*Texte fourni:*
────────

La Commission de la défense nationale et des forces armées de l’Assemblé nationale a auditionné le 29 juin l’Amiral Charles-Henri Leulier de La Faverie du Ché, directeur général adjoint des relations internationales et de la stratégie du ministère de la Défense. Il s’agissait de connaître les points de vigilance de la France concernant les négociations avant le Sommet de l’OTAN.
L’Amiral a expliqué que la France a « beaucoup poussé pour redonner à l’OTAN sa culture nucléaire » ! « Même si nous ne participons pas au comité des plans nucléaires, nous sommes très attachés à cette culture nucléaire notamment dans les circonstances présentes. Il faut donc remettre la doctrine nucléaire de l’OTAN à l’ordre du jour. Ce n’est pas facile car un certain nombre de pays européens sont ambivalents : ils sont à la fois très contents de disposer du parapluie américain mais, parallèlement, ils passent leur temps à affirmer qu’il faut désarmer. Cela demande beaucoup de négociations pour parvenir à un message ferme sans être agressif.»
Il est assez rare de disposer d’une parole aussi limpide qui montre le pouvoir d’influence de la France au sein de cette structure militaire, et tout particulièrement sur le sujet du nucléaire. Cette volonté de « redonner à l’OTAN sa culture nucléaire » s’explique par le fait que, dans 4 Etats (Belgique, Pays-Bas, Italie, Allemagne) qui disposent d’armes nucléaires américaines pré positionnées (B 61), il existe une volonté des parlementaires et de la société civile de voir ces armes quitter leur territoire. Quant aux gouvernements de ces Etats, qui ont participé au Groupe de travail de l’ONU pour faire avancer les négociations sur le désarmement nucléaire (février et mai 2016), ils deviennent effectivement « ambivalents » comme le dit l’Amiral, en raison :
- Du coût financier de leur force aérienne, qui doit être adaptée pour transporter des armes nucléaires ;
- Des risques (terrorisme, accident) inhérents à la possession de ces armes sur leur sol ;
- De la prise en compte de la pression internationale pour éliminer ces armes nucléaires;
- De la contradiction entre la possession de telles armes et le respect de leurs obligations légales en vertu des traités internationaux.

────────

*Exercice proposé 1:* Sélectionnez toutes les lignes des entrées où figure le mot « blurred » et recopiez-les.

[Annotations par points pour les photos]
────────

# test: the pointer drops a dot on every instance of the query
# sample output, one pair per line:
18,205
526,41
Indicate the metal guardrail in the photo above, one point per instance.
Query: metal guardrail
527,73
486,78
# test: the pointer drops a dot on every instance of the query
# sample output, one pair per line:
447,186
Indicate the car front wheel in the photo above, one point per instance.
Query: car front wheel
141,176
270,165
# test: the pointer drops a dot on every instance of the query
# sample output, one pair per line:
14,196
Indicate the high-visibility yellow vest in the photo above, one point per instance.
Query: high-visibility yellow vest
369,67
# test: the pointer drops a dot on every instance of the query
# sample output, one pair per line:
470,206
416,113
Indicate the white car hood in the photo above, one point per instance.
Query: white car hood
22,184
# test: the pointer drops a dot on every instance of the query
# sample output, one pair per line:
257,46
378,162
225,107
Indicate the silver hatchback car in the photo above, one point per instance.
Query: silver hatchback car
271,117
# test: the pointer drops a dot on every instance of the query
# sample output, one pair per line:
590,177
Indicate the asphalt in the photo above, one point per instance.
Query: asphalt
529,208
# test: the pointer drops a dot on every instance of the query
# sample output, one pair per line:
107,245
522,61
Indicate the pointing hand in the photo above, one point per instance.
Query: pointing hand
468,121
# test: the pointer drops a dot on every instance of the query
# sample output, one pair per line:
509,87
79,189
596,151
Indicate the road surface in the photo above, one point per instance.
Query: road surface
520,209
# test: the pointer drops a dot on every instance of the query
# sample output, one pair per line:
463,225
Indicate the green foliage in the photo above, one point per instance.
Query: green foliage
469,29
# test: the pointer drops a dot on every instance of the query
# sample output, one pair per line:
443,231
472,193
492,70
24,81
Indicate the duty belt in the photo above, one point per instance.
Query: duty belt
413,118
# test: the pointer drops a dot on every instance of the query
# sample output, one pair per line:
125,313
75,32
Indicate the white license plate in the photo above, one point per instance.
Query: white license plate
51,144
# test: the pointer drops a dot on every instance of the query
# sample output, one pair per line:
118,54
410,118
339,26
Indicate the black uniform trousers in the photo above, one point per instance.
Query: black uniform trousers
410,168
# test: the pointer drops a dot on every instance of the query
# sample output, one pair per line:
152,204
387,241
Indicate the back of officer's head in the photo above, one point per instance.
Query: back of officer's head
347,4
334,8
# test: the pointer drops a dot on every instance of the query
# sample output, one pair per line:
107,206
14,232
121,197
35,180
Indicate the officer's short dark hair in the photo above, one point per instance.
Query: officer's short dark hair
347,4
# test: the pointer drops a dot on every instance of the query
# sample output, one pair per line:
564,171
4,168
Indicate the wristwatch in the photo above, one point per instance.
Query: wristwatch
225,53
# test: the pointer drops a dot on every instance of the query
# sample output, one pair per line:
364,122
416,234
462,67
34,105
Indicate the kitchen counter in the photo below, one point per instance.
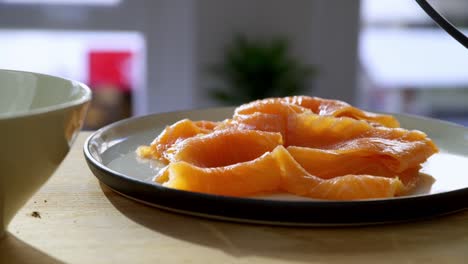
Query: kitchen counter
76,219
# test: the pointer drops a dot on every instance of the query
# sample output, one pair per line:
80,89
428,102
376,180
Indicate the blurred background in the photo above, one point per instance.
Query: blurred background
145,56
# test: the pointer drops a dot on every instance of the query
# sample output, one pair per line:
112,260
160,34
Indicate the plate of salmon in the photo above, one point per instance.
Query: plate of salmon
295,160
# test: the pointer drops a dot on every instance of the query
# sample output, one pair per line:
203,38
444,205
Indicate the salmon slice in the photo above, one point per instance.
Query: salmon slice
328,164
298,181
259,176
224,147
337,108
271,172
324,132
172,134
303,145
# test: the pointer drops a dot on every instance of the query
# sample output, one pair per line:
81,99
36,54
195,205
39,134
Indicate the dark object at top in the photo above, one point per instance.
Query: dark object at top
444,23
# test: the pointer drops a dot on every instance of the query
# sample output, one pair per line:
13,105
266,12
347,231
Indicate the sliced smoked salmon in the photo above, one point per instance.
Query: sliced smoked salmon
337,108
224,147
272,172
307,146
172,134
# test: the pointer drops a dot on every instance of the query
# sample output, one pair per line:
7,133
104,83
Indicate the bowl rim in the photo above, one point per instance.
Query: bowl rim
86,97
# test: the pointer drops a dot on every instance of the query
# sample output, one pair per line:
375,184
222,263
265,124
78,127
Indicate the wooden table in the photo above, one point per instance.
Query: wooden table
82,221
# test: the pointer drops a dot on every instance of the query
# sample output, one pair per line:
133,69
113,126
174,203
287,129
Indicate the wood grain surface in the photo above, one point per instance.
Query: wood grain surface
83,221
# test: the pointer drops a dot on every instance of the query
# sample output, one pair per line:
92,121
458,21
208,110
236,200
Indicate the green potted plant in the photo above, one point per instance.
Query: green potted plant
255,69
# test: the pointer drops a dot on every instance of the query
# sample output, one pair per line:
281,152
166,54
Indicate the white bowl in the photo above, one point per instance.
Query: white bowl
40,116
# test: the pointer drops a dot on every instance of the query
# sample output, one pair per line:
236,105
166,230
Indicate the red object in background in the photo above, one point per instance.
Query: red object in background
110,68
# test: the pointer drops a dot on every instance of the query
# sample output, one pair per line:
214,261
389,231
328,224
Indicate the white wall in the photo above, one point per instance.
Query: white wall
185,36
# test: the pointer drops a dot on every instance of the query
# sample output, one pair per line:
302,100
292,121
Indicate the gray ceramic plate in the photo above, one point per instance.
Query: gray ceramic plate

────────

*Exercice proposé 2:* Reprenez sous forme de liste plus courte le paragraphe du texte sur l'OTAN qui commence par « L'Amiral a expliqué », en gardant ses idées principales.

*Réponse 1:*
Indicate the blurred background in the photo above, one point per instance.
Query: blurred background

*Réponse 2:*
- Selon l'Amiral, la France a beaucoup poussé pour redonner à l'OTAN sa culture nucléaire.
- Sans participer au comité des plans nucléaires, la France reste très attachée à cette culture, surtout dans les circonstances présentes.
- Il faut remettre la doctrine nucléaire de l'OTAN à l'ordre du jour.
- C'est difficile, car plusieurs pays européens sont ambivalents : ils apprécient le parapluie américain tout en affirmant qu'il faut désarmer.
- Il faut donc beaucoup de négociations pour arriver à un message ferme sans être agressif.